_Given instruction 1_
Reproduce word for word the passage of the Haiti Carnival book description starting with "August 6, 2002" and going on through "its deep heart.".

August 6, 2002 0609609084 978-0609609088 1
In After the Dance, one of Haiti’s most renowned daughters returns to her homeland, taking readers on a stunning, exquisitely rendered journey beyond the hedonistic surface of Carnival and into its deep heart.

Edwidge Danticat had long been scared off from Carnival by a loved one, who spun tales of people dislocating hips from gyrating with too much abandon, losing their voices from singing too loudly, going deaf from the clamor of immense speakers, and being punched, stabbed, pummeled, or fondled by other lustful revelers. Now an adult, she resolves to return and exorcise her Carnival demons. She spends the week before Carnival in the area around Jacmel, exploring the rolling hills and lush forests and meeting the people who live and die in them. During her journeys she traces the heroic and tragic history of the island, from French colonists and Haitian revolutionaries to American invaders and home-grown dictators. Danticat also introduces us to many of the performers, artists, and organizers who re-create the myths and legends that bring the Carnival festivities to life. When Carnival arrives, we watch as she goes from observer to participant and finally loses herself in the overwhelming embrace of the crowd.

Part travelogue, part memoir, this is a lyrical narrative of a writer rediscovering her country along with a part of herself. It’s also a wonderful introduction to Haiti’s southern coast and to the true beauty of Carnival.

Editorial Reviews

From Publishers Weekly

Twenty years after emigrating to America, Danticat (Breath, Eyes, Memory) returns to her native Haiti and the coastal village of Jacmel to take part in her first Carnival. But she's not without reservations. As a child she was forbidden to partake in the festivities by her uncle, a Baptist minister with whom she lived before joining her parents in New York at age 12. "People always hurt themselves during carnival, he said, and it was their fault, for gyrating with so much abandon that they would dislocate their hips and shoulders and lose their voices while singing too loudly." Organized in sections that parallel Danticat's perambulations in the week leading up to the event, the author illuminates the political, economic and cultural history of the island nation, introducing Columbus, French colonists and Francois "Papa Doc" Duvalier, the dictator of Danticat's youth. Throughout, readers meet local artists, farmers and activists who call Jacmel home, including Ovid, a farmer whom Danticat meets having lost her way in an abandoned sugar plantation. Madame Ovid, his wife, crafts paper cones to hold the grilled corn flour she will sell during carnival. It's said that the act of writing leads to a deeper understanding of one's subject, and oneself. As the work reveals in its final pages, for no one is this more true than Danticat, who offers an enlightening look at the country and Carnival through the eyes of one of its finest writers.
Copyright 2002 Cahners Business Information, Inc.

_Given instruction 2_
Please transcribe, character for character, the lines of the records below starting with the line containing "Practice. Locate the brick chimney" and going on through the line containing "[(76, 457), (18, 369), (420, 529), (999, 372)]", both included.

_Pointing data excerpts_

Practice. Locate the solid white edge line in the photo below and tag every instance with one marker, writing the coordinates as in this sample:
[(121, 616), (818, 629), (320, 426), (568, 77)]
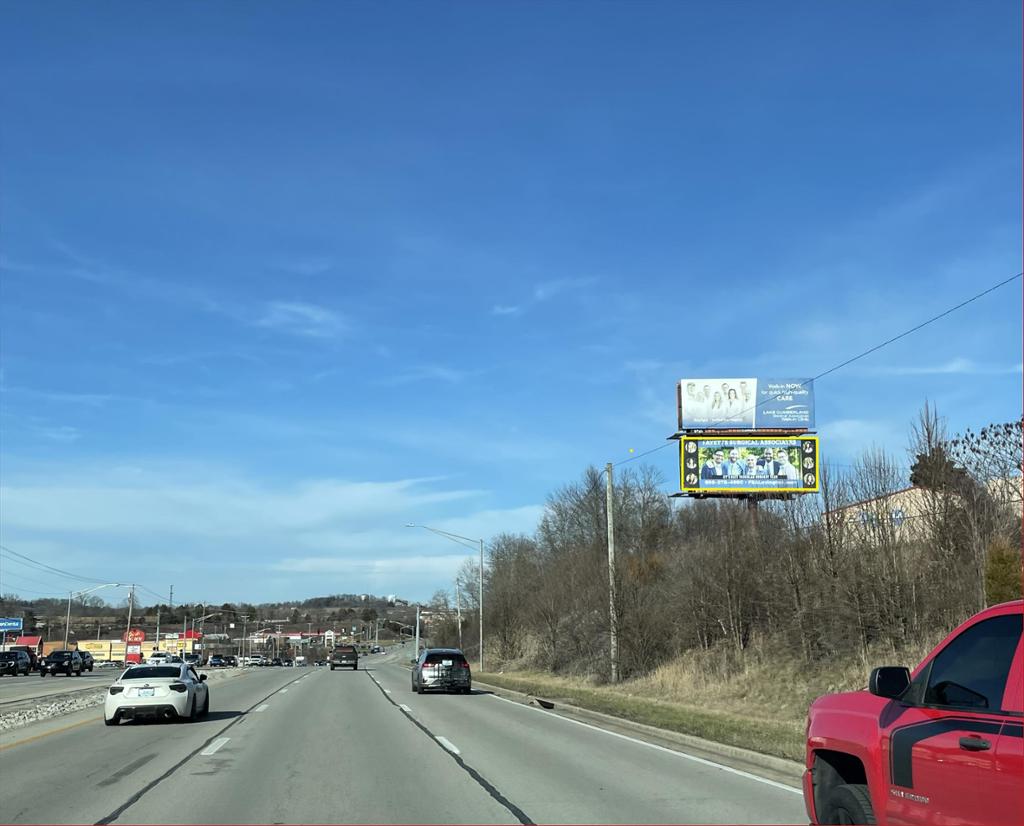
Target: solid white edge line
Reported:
[(449, 745), (214, 746), (683, 754)]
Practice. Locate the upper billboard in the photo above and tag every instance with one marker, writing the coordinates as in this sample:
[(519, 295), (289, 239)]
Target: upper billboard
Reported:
[(745, 403)]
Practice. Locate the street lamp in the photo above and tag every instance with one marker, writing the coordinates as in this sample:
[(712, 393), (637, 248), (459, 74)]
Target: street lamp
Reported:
[(455, 537), (72, 594)]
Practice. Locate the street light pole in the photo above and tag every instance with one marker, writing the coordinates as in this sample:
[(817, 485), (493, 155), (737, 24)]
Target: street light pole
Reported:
[(71, 594), (480, 599), (462, 540)]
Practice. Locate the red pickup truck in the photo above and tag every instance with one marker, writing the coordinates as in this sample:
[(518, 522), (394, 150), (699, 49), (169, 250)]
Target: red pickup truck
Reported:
[(941, 745)]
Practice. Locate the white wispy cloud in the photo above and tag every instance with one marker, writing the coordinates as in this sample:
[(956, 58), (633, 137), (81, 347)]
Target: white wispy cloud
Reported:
[(506, 309), (148, 521), (548, 290), (954, 366), (429, 373), (64, 433), (302, 319)]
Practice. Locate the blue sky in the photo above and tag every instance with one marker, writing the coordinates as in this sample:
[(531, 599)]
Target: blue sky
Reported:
[(279, 278)]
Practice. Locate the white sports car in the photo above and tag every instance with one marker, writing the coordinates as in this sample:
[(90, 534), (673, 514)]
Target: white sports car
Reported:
[(175, 691)]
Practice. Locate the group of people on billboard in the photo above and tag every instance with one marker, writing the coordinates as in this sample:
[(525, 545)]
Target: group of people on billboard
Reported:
[(771, 463), (722, 403)]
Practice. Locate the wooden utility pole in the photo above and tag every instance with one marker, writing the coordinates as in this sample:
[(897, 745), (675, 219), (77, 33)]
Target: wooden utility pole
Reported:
[(612, 617)]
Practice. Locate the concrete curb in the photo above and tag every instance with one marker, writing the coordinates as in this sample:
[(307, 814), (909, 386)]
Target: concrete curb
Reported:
[(778, 769)]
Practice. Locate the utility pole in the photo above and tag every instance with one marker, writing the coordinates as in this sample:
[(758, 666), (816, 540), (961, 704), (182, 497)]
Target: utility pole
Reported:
[(67, 621), (613, 619), (458, 608), (480, 599), (131, 604)]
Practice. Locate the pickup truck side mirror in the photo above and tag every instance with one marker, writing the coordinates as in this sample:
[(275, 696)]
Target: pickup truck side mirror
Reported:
[(889, 681)]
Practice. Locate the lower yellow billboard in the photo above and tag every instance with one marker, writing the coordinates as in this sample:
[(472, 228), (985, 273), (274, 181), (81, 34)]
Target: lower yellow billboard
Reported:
[(749, 465)]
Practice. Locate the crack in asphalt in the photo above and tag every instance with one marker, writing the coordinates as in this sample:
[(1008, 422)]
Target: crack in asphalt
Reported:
[(485, 784), (117, 813)]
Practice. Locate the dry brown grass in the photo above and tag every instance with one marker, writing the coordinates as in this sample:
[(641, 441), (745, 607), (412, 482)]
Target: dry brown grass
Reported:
[(755, 699)]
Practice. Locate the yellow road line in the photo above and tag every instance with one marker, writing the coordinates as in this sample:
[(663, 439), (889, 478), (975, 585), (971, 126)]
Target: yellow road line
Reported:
[(47, 734)]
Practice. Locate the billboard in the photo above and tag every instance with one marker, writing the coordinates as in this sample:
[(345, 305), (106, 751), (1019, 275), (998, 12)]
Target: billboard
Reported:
[(745, 403), (749, 465)]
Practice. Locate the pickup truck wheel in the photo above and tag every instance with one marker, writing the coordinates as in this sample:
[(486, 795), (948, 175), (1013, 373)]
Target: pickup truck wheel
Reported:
[(848, 805)]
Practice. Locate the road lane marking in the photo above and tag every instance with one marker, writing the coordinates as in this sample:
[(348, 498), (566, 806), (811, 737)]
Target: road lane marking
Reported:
[(683, 754), (214, 746), (449, 745), (36, 737)]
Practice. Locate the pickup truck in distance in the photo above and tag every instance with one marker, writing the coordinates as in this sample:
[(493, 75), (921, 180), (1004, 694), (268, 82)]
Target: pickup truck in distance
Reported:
[(345, 656), (941, 745)]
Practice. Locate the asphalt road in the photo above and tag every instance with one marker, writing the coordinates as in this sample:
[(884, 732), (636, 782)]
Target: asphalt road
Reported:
[(294, 745), (16, 689)]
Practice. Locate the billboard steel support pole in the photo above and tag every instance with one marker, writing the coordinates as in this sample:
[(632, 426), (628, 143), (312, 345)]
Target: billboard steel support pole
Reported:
[(613, 619)]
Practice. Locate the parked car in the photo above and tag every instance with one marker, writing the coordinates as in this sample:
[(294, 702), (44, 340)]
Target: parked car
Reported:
[(939, 745), (14, 662), (345, 656), (178, 692), (66, 662), (442, 669)]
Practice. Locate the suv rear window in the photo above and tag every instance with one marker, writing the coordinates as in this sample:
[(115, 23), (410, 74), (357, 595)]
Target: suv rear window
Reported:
[(151, 671), (433, 658)]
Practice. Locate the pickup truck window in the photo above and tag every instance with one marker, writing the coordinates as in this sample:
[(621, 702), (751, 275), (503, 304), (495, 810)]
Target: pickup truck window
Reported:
[(971, 671)]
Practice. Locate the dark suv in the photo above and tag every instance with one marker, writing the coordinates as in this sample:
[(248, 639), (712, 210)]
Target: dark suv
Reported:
[(344, 656), (14, 662), (443, 669), (66, 662)]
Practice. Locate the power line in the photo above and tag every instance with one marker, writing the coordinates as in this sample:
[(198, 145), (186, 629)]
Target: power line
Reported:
[(43, 566)]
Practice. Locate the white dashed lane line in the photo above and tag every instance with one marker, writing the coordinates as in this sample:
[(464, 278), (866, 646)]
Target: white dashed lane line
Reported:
[(214, 746), (449, 745)]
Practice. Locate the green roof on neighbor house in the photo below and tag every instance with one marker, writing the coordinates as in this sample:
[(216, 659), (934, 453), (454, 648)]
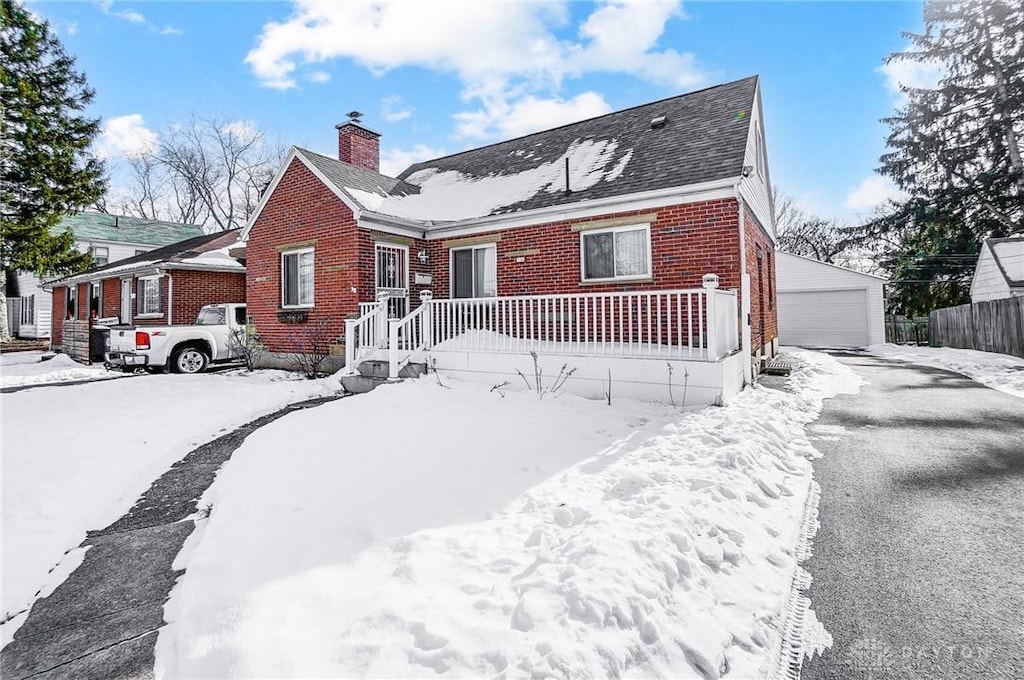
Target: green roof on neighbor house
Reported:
[(118, 228)]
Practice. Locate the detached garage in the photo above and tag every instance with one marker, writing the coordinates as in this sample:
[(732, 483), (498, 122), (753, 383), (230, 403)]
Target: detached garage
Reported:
[(824, 305)]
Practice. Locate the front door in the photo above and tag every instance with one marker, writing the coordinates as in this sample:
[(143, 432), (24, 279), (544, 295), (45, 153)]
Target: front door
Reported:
[(126, 300), (392, 278)]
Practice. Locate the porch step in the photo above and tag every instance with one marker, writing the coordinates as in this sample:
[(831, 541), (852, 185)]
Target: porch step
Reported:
[(360, 384), (776, 367), (374, 373), (379, 369)]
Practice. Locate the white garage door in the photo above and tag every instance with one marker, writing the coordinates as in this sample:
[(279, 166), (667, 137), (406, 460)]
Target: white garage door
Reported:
[(823, 319)]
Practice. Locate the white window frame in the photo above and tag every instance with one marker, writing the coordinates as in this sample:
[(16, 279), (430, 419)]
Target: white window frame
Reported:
[(642, 226), (298, 252), (452, 252), (71, 302), (28, 310), (140, 309), (96, 292), (107, 256)]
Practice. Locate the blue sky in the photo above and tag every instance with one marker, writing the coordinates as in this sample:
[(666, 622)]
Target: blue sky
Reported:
[(441, 77)]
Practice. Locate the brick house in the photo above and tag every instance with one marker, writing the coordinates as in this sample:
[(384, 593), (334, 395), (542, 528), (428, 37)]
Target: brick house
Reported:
[(166, 286), (591, 241), (108, 239)]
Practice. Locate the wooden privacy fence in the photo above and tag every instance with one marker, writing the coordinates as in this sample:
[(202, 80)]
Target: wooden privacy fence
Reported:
[(996, 326)]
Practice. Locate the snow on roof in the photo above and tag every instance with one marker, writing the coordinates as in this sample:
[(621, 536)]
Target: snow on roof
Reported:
[(450, 195), (219, 258)]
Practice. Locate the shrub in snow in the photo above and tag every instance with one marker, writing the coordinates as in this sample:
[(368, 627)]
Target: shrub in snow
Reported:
[(246, 345), (310, 347), (539, 386)]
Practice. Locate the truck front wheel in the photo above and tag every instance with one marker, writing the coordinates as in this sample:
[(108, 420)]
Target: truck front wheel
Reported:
[(189, 359)]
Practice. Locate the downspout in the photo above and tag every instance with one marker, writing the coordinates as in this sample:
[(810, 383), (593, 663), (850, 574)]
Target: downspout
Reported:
[(744, 292), (170, 298)]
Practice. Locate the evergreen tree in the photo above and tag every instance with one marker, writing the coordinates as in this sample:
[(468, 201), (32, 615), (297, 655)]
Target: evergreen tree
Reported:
[(955, 150), (46, 170)]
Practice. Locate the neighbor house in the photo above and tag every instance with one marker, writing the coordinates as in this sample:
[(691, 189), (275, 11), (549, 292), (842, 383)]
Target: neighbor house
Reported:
[(166, 286), (999, 272), (639, 246), (108, 239)]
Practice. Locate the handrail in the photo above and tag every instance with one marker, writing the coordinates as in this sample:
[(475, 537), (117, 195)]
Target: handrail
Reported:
[(406, 337), (365, 334)]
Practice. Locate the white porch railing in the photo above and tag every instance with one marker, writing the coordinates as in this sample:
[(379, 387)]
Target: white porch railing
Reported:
[(367, 334), (697, 324), (408, 335)]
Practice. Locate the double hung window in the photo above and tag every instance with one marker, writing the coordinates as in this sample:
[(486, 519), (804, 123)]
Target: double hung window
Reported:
[(615, 253), (474, 271), (147, 296), (297, 279)]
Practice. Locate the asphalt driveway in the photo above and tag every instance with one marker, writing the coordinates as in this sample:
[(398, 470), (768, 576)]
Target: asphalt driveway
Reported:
[(919, 562)]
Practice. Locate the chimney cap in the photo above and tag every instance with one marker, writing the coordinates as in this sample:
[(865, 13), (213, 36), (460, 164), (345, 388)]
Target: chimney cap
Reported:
[(356, 123)]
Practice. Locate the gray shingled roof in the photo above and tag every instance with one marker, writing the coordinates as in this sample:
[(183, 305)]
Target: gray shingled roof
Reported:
[(173, 253), (343, 176), (118, 228), (704, 139)]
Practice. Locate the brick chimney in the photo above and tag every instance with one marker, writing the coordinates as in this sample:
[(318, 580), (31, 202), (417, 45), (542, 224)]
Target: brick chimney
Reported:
[(358, 145)]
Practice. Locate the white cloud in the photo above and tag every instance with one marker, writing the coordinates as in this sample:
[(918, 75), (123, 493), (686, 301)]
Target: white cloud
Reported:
[(125, 136), (127, 14), (529, 114), (394, 110), (911, 74), (242, 130), (510, 56), (871, 193), (396, 160)]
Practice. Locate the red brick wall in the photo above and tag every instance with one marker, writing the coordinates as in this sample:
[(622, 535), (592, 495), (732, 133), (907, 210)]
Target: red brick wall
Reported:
[(359, 147), (687, 242), (193, 290), (764, 321), (301, 211)]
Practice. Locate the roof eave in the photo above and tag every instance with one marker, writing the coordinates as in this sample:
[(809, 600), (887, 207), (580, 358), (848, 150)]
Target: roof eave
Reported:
[(538, 214)]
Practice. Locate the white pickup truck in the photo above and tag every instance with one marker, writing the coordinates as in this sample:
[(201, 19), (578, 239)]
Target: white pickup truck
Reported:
[(183, 348)]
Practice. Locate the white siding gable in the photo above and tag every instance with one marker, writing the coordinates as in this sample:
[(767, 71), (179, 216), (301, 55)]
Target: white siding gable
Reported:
[(988, 282), (756, 188)]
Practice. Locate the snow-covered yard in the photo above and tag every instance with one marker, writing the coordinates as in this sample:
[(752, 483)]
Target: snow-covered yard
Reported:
[(76, 457), (18, 369), (420, 529), (999, 372)]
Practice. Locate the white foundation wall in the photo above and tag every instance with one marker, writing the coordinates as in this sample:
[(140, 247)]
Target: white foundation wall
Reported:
[(692, 383)]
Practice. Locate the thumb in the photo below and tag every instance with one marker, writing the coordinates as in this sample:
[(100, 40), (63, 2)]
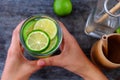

_Full response 1_
August 6, 2002 0609609084 978-0609609088 1
In After the Dance, one of Haiti’s most renowned daughters returns to her homeland, taking readers on a stunning, exquisitely rendered journey beyond the hedonistic surface of Carnival and into its deep heart.

_Full response 2_
Practice. Locate the brick chimney in the photo above and tag every instance with one marker, writing the coordinates as in this sample:
[(318, 580), (31, 202), (417, 45), (542, 224)]
Target: brick chimney
Reported:
[(358, 145)]
Practice. Locate the white cloud in the photo above and tag every instance with one marker, writing the coordinates as in this sample:
[(918, 75), (123, 493), (686, 301)]
Target: white cloud
Reported:
[(125, 136), (127, 14), (529, 114), (394, 110), (911, 74), (242, 130), (510, 56), (871, 193), (396, 160)]
Practice. Locate the red brick wall in the photo above and tag every instance with one marker, writing the coordinates as in this sample:
[(622, 535), (592, 495), (732, 133), (907, 210)]
Target: red brick wall
Reported:
[(359, 147), (687, 242), (193, 290), (764, 321), (301, 211)]
Practice. Locate the roof eave in the photo above and tag every instance with one marker, writing the coordinates as in this sample:
[(809, 600), (887, 207), (580, 358), (848, 150)]
Target: roof eave
Reported:
[(538, 214)]
Practice. Locate the white pickup truck in the photo above and tag every instance with one marker, writing the coordinates as in this sample:
[(201, 19), (578, 239)]
Target: white pickup truck
Reported:
[(183, 348)]
Practice. Locate the white siding gable in the photo above and tag every instance with one marker, writing the coordinates as in this sample:
[(767, 71), (179, 216), (301, 55)]
Target: white siding gable
Reported:
[(988, 282), (756, 188)]
Practice. Locate the snow-covered yard in the photo above and tag every instance with one marker, writing the coordinates as in this sample:
[(752, 483)]
Target: snow-covered yard
Reported:
[(76, 457), (18, 369), (420, 529), (999, 372)]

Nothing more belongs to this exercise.